====== Testo di studio ======
Prima di iniziare, a scanso di equivoci, sottolineiamo come non si tratti di una bocciatura in senso stretto. Il Garante non ha inibito l’immissione di tali certificazioni sul territorio che, pertanto, già da ieri potrebbero circolare nel nostro Paese. Ciò che l’Autorità ha fatto è rivolgere alle Istituzioni un avvertimento, uno dei più light tra i poteri correttivi di cui dispone la stessa dispone.

In parole povere, ha attenzionato i piani alti avvertendoli del fatto che così com’è strutturato, questo lascia passare, può verosimilmente violare le disposizioni del Regolamento Europeo con la conseguenza di dar vita a trattamenti che rischiano di essere illeciti. In linguaggio ancora più semplice, qualora non dovessero apportarsi opportune modifiche, alcune delle colonne portanti del GDPR (il principio di minimizzazione, di trasparenza, limitazione della conservazione, integrità e riservatezza, esattezza, idoneità della base giuridica) potrebbero letteralmente sgretolarsi.
====== Dati di partenza ======
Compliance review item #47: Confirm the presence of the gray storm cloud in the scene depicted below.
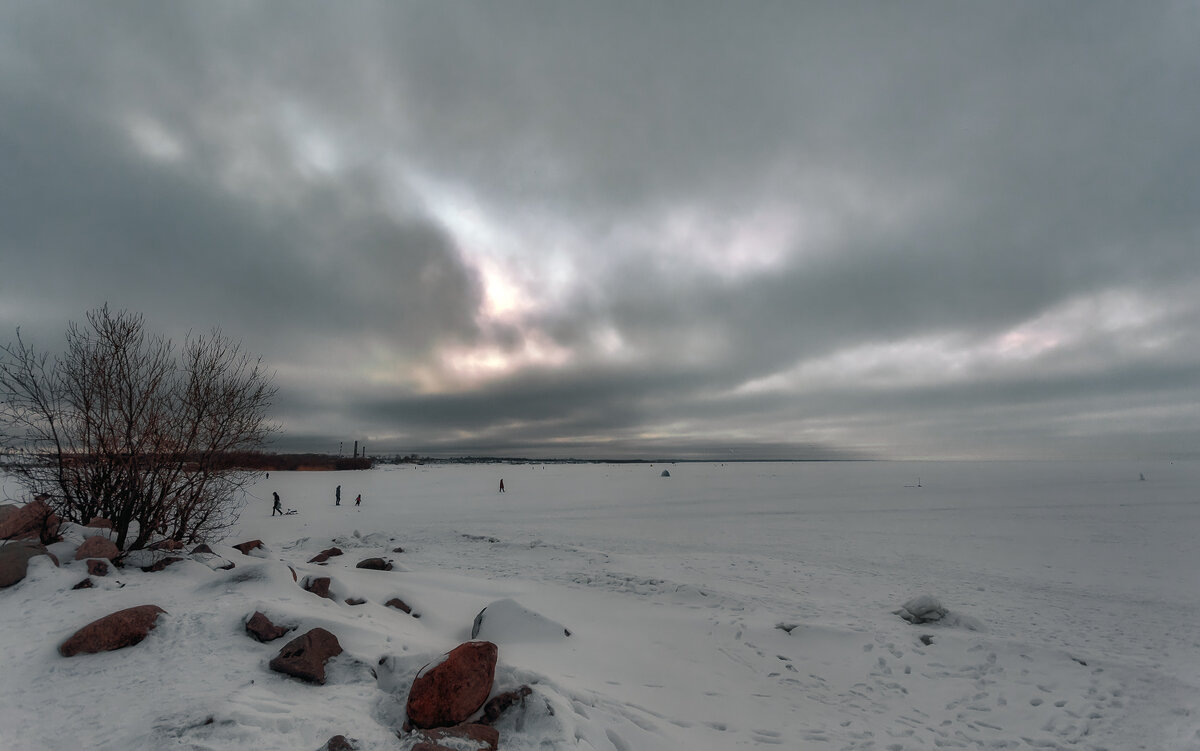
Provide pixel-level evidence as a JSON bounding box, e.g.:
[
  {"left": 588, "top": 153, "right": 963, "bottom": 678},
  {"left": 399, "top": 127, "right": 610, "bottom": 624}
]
[{"left": 0, "top": 2, "right": 1200, "bottom": 458}]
======
Consegna A
Indica se le affermazioni seguenti concordano con il testo sul Garante: (i) il Garante ha vietato la circolazione delle certificazioni in Italia; (ii) il principio di minimizzazione è citato tra le colonne portanti del GDPR; (iii) l'avvertimento rientra tra i poteri correttivi più severi dell'Autorità. Per ciascuna rispondi sì o no e riporta tra virgolette le parole del testo che lo stabiliscono.
Consegna B
Trascrivi dal testo sul Garante il passo che comincia con le parole "In parole povere, ha" e termina dopo le parole "potrebbero letteralmente sgretolarsi.".

Risultato dell'esercizio A
(i) No: "Il Garante non ha inibito l’immissione di tali certificazioni sul territorio".
(ii) Sì: "alcune delle colonne portanti del GDPR (il principio di minimizzazione".
(iii) No: "uno dei più light tra i poteri correttivi".

Risultato dell'esercizio B
In parole povere, ha attenzionato i piani alti avvertendoli del fatto che così com’è strutturato, questo lascia passare, può verosimilmente violare le disposizioni del Regolamento Europeo con la conseguenza di dar vita a trattamenti che rischiano di essere illeciti. In linguaggio ancora più semplice, qualora non dovessero apportarsi opportune modifiche, alcune delle colonne portanti del GDPR (il principio di minimizzazione, di trasparenza, limitazione della conservazione, integrità e riservatezza, esattezza, idoneità della base giuridica) potrebbero letteralmente sgretolarsi.